(Selected text):
____________________

Nor did CTC status show any relationship with clinical outcome in our analysis: none of our patients had evidence of disease at the latest visit. However, detection of such a relationship may have been obscured by short follow-up (on average, <18 months) and generally intense treatment (e.g., total thyroidectomy in 25/26 patients, RAIT in 14/26).

Third, in most of our patients (22/26, 85%), there appeared to be no significant correlation between CTC status and stimulated Tg status. This finding suggests that CTC determination may be providing different information than is Tg testing, although as alluded to above, the nature of that information remains unclear.

Our analysis focused on different thyroid tumors and used different CTC measurement methods than did earlier studies of CTC in DTC or benign thyroid tumors. We used immunomagnetic separation and manual visual inspection of cytokeratin 8 and 19 staining and of cell morphology, while other investigators quantitated circulating mRNA of the thyrotropin receptor with/without mRNA of other thyroid-specific proteins (12-15,18,19), or quantitated circulating cells that were positive for epithelial cell adhesion molecule (16,17,20). Therefore, our results are not directly comparable with previously published observations. Nonetheless, earlier studies (12-20), many also preliminary, tended to suggest absent or unclear relationships of CTC status with patient/disease characteristics or clinical outcome in DTC, as does our study.

____________________

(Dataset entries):

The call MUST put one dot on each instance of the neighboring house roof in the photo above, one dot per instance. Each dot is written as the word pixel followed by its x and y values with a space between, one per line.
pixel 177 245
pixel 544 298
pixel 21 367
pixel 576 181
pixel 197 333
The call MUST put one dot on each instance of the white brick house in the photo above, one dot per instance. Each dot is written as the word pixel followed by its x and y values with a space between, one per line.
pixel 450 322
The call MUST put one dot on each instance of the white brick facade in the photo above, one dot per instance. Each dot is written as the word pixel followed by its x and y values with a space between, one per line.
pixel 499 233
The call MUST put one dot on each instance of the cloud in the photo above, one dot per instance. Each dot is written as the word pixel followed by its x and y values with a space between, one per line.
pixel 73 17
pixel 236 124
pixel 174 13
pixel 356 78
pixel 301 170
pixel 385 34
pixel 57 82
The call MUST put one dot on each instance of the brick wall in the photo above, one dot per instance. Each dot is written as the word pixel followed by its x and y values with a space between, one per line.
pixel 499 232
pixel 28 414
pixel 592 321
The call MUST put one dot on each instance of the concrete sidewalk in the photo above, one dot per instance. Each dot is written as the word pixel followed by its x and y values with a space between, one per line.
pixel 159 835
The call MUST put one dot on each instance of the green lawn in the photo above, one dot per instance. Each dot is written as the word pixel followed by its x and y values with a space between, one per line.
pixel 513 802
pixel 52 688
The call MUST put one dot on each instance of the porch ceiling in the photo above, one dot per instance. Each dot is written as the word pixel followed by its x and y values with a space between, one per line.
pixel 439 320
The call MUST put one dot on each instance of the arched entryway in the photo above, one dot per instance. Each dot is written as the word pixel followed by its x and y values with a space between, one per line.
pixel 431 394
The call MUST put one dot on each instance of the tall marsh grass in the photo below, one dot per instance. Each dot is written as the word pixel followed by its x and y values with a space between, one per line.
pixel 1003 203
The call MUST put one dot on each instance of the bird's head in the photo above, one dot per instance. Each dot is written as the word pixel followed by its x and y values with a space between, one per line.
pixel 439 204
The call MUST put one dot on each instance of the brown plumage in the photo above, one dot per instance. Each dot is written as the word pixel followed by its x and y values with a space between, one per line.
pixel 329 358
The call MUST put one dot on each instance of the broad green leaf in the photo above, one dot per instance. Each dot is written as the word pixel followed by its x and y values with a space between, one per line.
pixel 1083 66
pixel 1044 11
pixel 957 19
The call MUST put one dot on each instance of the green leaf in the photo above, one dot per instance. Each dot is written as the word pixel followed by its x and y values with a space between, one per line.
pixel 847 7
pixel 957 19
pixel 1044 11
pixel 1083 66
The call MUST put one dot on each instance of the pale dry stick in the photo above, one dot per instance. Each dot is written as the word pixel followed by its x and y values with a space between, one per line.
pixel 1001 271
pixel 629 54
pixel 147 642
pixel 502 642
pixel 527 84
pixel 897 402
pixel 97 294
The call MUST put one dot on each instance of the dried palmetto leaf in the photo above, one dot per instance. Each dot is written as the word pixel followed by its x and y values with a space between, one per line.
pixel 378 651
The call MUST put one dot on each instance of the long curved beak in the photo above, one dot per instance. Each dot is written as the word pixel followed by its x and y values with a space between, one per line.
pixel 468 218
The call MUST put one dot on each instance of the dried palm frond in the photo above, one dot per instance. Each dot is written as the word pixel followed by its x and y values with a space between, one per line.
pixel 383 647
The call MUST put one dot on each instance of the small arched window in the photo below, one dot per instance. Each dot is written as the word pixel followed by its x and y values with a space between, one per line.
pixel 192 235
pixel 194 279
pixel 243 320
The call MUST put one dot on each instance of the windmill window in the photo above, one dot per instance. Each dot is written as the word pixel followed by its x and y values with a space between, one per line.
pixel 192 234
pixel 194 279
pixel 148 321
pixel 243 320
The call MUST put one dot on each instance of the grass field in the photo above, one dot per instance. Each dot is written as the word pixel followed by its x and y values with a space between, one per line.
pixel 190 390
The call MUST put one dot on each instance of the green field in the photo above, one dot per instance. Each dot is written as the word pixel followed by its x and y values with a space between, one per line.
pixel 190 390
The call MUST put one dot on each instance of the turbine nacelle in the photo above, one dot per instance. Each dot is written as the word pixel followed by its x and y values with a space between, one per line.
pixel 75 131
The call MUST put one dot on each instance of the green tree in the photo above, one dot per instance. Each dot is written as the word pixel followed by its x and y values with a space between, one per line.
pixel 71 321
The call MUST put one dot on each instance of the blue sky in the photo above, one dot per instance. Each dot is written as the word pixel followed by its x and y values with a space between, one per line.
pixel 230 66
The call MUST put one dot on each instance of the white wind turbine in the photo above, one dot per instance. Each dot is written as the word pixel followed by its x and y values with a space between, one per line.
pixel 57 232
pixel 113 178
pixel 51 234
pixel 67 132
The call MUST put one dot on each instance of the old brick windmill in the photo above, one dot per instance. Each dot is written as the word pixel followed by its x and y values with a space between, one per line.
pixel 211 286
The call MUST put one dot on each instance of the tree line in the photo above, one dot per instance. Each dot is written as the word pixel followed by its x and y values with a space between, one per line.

____________________

(Tasks to carry out):
A) Answer these questions from the CTC passage:
(i) In how many of the 26 patients was total thyroidectomy performed?
(ii) In what share of patients did CTC status show no significant correlation with stimulated Tg status?
(iii) Staining for which two cytokeratins was inspected visually?
B) Please copy everything in the CTC passage from "Our analysis focused" down to "does our study.", word for word.

(Solutions):
A)
(i) 25 of 26 patients.
(ii) 22 of 26 patients (85%).
(iii) Cytokeratin 8 and 19.

B)
Our analysis focused on different thyroid tumors and used different CTC measurement methods than did earlier studies of CTC in DTC or benign thyroid tumors. We used immunomagnetic separation and manual visual inspection of cytokeratin 8 and 19 staining and of cell morphology, while other investigators quantitated circulating mRNA of the thyrotropin receptor with/without mRNA of other thyroid-specific proteins (12-15,18,19), or quantitated circulating cells that were positive for epithelial cell adhesion molecule (16,17,20). Therefore, our results are not directly comparable with previously published observations. Nonetheless, earlier studies (12-20), many also preliminary, tended to suggest absent or unclear relationships of CTC status with patient/disease characteristics or clinical outcome in DTC, as does our study.